Given text.
↓↓↓

Fix You
***LANGUAGE WARNING***
Wow....It's really amazing how things can change in a year or three.
Three years ago, before The Wookie was born I was living in a (reasonably) happy place. The husbanian and I got along well and I was pretty happy at work. I loved my job. I was good at it, don't get me wrong though, I still AM good at it. But thing change, priorities shift.
A year ago I had an epic meltdown. I started crying one Saturday night and didn't stop until the Monday afternoon. I was diagnosed with depression. Why thank you, Dr Obvious.
I've done all the right things to try and "fix" myself. I take my tablet every night, I've spoken to a counsellor, my boss, my family. But you know what, it ain't working. Just when I feel like I am on top of everything I have a week like this one. Everyday is a struggle to get out of bed. I don't want to talk to anyone, including my amazing friends that can ALWAYS make me laugh, I don't want to go to work, I want to cry ALL the time and I cannot drown out that negative voice in my head that's telling me I'm a failuree.
I'm NOT a failure....logically I know this, but man, that voice can get pretty fucking loud.
I need a change. I WANT to change my job but I feel, I guess, trapped. I am the primary money maker at home. Awesome pressure there. Not by anyone in particular but it's a fact. My wage pays the mortgage.
The other key factor is my job. It's all I've done since I was 17. I'm 32 now....It'll be 15 years in the same job (different places) in January so I am completely unqualified to do anything else. I don't even have retail experience. Last time I worked in customer service EFTPOS was virtually unheard of. How the fuck do you use one of those machines anyhow?
I have a dream though.......Around July last year I bought a sewing machine. I started sewing. I love it. My head is bursting with ideas and creations and things to make. I would love for Feralique to be a brand that everybody has heard of. I would love to do a TAFE course....but hey, can't fit that around work. So I'm looking for other options. I've always believed if you are unhappy in your situation you need to change it, I guess it's time for me to practice what I preach hey?
Anywho...That's enough sooking from me. Thanks for being a friendly ear though.

↑↑↑

What to work on.
1. According to the blog post, what did the writer buy around July last year?
2. Reproduce the blog post from "I have a dream" to "I preach hey?", substituting "overlocker" for "sewing machine".
3. Which people does the writer of the blog post say they have spoken to while trying to "fix" themselves?

Dataset.

↓↓↓

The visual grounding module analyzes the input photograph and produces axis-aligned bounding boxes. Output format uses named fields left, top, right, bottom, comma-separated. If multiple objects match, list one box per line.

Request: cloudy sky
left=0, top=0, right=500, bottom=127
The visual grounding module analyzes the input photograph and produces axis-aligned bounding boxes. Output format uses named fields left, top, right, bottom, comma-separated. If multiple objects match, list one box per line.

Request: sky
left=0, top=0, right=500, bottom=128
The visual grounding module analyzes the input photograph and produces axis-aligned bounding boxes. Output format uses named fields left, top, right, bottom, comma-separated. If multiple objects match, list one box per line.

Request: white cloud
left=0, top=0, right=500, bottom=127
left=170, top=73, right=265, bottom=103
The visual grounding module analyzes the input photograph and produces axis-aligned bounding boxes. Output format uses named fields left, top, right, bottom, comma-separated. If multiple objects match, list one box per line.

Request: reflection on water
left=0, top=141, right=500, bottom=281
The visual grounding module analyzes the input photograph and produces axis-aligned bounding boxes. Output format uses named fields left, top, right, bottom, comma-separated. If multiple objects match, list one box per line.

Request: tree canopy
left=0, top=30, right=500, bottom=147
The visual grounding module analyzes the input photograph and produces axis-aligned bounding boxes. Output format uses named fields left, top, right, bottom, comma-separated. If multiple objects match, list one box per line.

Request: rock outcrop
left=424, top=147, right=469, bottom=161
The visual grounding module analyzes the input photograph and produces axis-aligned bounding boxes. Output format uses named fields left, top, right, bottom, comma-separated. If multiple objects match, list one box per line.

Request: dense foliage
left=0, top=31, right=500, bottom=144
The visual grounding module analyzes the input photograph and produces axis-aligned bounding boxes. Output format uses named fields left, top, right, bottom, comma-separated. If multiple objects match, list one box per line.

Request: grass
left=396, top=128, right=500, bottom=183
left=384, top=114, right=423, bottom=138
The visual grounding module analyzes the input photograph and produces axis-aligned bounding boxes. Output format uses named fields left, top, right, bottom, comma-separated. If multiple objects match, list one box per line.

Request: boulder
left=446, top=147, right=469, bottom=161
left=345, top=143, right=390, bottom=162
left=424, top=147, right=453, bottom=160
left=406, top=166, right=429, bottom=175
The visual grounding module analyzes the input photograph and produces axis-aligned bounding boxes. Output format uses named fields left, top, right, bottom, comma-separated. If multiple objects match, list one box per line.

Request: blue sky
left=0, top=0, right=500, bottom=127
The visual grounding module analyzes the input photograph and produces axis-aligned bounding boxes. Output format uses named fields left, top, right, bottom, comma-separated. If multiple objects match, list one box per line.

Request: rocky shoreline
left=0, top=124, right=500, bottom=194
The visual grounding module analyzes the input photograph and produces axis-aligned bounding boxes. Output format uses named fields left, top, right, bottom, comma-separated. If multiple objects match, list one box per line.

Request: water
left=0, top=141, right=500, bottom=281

↑↑↑

Results.
1. A sewing machine.

2.
I have a dream though.......Around July last year I bought a overlocker. I started sewing. I love it. My head is bursting with ideas and creations and things to make. I would love for Feralique to be a brand that everybody has heard of. I would love to do a TAFE course....but hey, can't fit that around work. So I'm looking for other options. I've always believed if you are unhappy in your situation you need to change it, I guess it's time for me to practice what I preach hey?

3. A counsellor, the writer's boss, and the writer's family.